TASK TO CARRY OUT:
Would you please transcribe the entire listing exactly?

DATA EXTRACTS:
++++++++++++++++++++

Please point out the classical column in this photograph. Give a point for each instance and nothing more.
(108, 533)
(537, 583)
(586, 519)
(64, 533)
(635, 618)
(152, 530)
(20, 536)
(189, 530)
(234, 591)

++++++++++++++++++++

WRITTEN RESPONSE:
Please point out the classical column in this photograph. Give a point for each instance and nothing more.
(108, 533)
(537, 583)
(586, 519)
(64, 533)
(635, 618)
(152, 530)
(20, 536)
(189, 530)
(234, 591)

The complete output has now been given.